**Data extract:**
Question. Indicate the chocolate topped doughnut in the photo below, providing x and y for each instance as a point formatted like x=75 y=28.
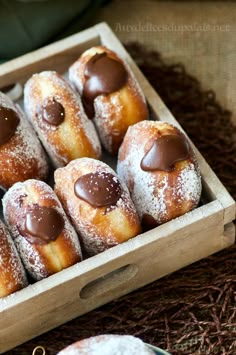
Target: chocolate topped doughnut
x=98 y=204
x=21 y=155
x=110 y=94
x=58 y=117
x=44 y=237
x=158 y=165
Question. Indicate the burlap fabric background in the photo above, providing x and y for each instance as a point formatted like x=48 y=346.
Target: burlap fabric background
x=192 y=311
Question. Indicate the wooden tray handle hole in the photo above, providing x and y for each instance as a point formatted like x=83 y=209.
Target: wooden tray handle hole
x=109 y=281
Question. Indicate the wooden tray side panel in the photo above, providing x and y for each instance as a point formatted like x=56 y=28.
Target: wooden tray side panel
x=131 y=265
x=146 y=263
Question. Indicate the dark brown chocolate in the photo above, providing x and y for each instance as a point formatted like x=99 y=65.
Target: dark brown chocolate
x=42 y=224
x=103 y=75
x=9 y=121
x=98 y=189
x=53 y=112
x=165 y=152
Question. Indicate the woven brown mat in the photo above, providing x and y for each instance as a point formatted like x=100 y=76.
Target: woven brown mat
x=192 y=311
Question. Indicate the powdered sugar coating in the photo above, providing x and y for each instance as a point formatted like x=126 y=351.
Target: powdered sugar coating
x=39 y=260
x=12 y=273
x=108 y=345
x=75 y=136
x=116 y=111
x=22 y=157
x=99 y=227
x=159 y=194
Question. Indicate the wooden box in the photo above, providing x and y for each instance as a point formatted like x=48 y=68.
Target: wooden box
x=126 y=267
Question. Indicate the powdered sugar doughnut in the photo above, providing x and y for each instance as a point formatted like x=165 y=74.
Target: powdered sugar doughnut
x=43 y=235
x=12 y=273
x=98 y=204
x=21 y=155
x=159 y=167
x=108 y=344
x=58 y=117
x=110 y=93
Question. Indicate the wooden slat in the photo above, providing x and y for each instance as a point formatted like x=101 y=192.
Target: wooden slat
x=56 y=56
x=126 y=267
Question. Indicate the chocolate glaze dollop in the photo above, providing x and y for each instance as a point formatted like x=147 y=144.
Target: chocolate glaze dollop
x=99 y=189
x=53 y=112
x=165 y=152
x=9 y=121
x=42 y=224
x=103 y=75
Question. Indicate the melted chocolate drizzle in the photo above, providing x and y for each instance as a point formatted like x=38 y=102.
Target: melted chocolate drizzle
x=165 y=152
x=103 y=75
x=98 y=189
x=53 y=112
x=9 y=121
x=42 y=224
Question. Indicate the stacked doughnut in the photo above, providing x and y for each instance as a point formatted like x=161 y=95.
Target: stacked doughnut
x=91 y=208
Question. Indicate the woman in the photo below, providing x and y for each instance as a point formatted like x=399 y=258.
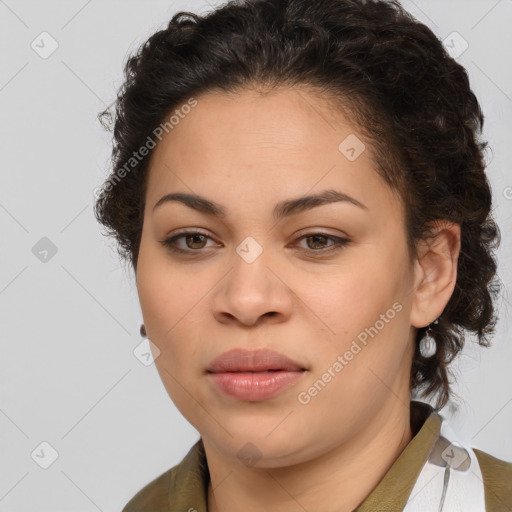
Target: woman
x=300 y=189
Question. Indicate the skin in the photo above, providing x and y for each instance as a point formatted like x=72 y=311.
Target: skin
x=248 y=152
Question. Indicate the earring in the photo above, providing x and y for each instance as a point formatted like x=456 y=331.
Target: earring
x=428 y=346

**What to work on:** Recast the items above as a two-column CSV with the headers item_text and answer. Give one row per item, with the item's wording and its answer each in a single quoted field, line breaks replaced by spaces and the pictures left out.

**Output for this task:**
item_text,answer
"Question. Indicate the chocolate topped doughnut in the photo below, providing x and y for each instance as a point formatted like x=75 y=28. Target: chocolate topped doughnut","x=98 y=204 x=21 y=155 x=110 y=94 x=58 y=117 x=44 y=237 x=158 y=165"
"Question. Indicate the burlap fabric background in the photo above, providing x and y for each instance as a point formatted like x=48 y=346. Target: burlap fabric background","x=192 y=311"
"Question. Indicate the wooden tray handle hole in the photo above, providing x and y for each instance as a point formatted like x=83 y=209. Target: wooden tray handle hole","x=109 y=281"
"Question. Indicate the wooden tray side panel in the photo above, providing x and y for each instance as a point formatted like x=56 y=28. Target: wooden tray side panel","x=131 y=265 x=146 y=263"
"Question. Indicate the dark brown chocolate in the photo above, providing x and y for each instance as a point formatted like x=99 y=65. Target: dark brown chocolate","x=42 y=224 x=103 y=75 x=9 y=121 x=98 y=189 x=53 y=112 x=165 y=152"
"Question. Indicate the woven brown mat in the photo above, providing x and y for each instance as a point formatted like x=100 y=76. Target: woven brown mat","x=192 y=311"
"Question. Indicate the powdered sugar coating in the photo above, providing x and y for each instance as a point formatted like x=126 y=351. Target: powdered sugar coating","x=39 y=260 x=12 y=273 x=108 y=345 x=75 y=136 x=116 y=111 x=22 y=157 x=99 y=227 x=159 y=194"
"Question. Indicate the wooden box in the photo above, providing x and y for each instance as a point formatted like x=48 y=68. Target: wooden box","x=126 y=267"
"Question. Indicate the powdered sugar doughnut in the photo above, providing x and y for each instance as a point formatted like x=165 y=74. Target: powdered sugar doughnut","x=43 y=235 x=12 y=273 x=98 y=204 x=21 y=155 x=159 y=167 x=108 y=344 x=58 y=117 x=110 y=93"
"Question. Indicate the wooden slat in the photo above, providing x and y for each instance as a point formatted like x=101 y=192. Target: wooden slat","x=56 y=56 x=126 y=267"
"Question. Indicate the chocolate glaze dollop in the photo above, providing x and y for each instance as a point formatted like x=147 y=144. Target: chocolate glaze dollop","x=99 y=189 x=53 y=112 x=165 y=152 x=9 y=121 x=42 y=224 x=103 y=75"
"Question. Indicate the melted chocolate drizzle in the photo above, providing x and y for each instance as a point formatted like x=38 y=102. Target: melted chocolate drizzle","x=165 y=152 x=103 y=75 x=98 y=189 x=53 y=112 x=9 y=121 x=42 y=224"
"Question. Indicate the stacked doughnut in the photo above, providing x and y for each instance as a point formatted like x=161 y=95. Target: stacked doughnut","x=91 y=208"
"Question. Indicate the woman in the photo below, providing x and y for each instance as a point formatted like x=399 y=258. Target: woman","x=300 y=189"
"Question. Indicate the skin in the photo above, providing x and y for each instance as a point formatted like x=72 y=311. Target: skin","x=248 y=152"
"Question. Indicate the earring in the photo above, providing x and y for each instance as a point formatted like x=456 y=331. Target: earring","x=428 y=346"